> [YOUR TASK] Reproduce word for word the data below, from the line containing "of the brown" through the end of the data, including both ends.

> [DATA EXTRACT]
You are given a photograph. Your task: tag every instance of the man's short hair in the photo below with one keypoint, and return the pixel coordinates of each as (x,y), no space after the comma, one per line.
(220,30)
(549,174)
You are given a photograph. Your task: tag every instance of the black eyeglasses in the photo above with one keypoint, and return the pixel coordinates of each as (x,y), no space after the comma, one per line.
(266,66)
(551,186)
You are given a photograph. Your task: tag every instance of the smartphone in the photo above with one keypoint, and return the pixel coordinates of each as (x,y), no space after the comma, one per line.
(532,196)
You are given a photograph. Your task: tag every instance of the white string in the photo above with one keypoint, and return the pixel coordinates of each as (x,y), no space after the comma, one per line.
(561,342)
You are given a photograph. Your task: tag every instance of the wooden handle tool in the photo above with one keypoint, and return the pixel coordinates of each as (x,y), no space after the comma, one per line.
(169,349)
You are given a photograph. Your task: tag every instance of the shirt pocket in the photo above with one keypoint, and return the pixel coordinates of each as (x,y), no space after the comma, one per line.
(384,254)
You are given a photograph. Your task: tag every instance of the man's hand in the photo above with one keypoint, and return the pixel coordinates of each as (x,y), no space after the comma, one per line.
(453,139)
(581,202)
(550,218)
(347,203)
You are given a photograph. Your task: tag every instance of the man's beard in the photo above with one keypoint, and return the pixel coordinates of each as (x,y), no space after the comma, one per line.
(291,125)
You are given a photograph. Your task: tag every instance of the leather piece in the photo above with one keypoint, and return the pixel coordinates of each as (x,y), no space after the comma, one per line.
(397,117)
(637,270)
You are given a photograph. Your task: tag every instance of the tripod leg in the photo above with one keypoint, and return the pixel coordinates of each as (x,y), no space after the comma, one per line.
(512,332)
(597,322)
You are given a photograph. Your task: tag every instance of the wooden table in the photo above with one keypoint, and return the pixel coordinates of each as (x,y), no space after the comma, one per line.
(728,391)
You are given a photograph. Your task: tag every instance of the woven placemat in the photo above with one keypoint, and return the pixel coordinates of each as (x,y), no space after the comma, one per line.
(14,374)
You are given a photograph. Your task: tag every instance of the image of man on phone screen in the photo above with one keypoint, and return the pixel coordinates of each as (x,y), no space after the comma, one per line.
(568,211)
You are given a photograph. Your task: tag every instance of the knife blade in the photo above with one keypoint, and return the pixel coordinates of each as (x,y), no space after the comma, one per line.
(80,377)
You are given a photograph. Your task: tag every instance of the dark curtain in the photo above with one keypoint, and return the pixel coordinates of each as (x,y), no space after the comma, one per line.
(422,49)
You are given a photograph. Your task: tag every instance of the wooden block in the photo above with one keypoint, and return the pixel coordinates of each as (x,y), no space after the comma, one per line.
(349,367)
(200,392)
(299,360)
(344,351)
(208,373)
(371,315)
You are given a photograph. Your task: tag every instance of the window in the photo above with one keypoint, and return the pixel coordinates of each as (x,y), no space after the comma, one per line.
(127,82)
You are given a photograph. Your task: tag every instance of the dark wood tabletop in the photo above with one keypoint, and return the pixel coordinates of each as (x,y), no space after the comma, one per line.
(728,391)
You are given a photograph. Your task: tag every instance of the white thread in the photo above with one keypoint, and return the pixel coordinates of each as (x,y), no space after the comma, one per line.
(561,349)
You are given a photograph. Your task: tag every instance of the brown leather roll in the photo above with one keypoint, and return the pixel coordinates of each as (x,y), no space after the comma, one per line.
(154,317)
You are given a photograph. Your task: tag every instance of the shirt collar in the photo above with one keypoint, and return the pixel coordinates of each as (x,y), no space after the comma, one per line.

> [RESPONSE BELOW]
You are given a photograph. Your task: tag every instance of the brown leather roll in the photo above with one keypoint, and return the pixel coordinates of each as (x,y), no space after the comma, one per line.
(154,317)
You are given a photograph. Your task: tag every instance of the shirt collar in the photo above with one keypoint, and return the pixel coordinates of each as (x,y), no space after the comma, one per line.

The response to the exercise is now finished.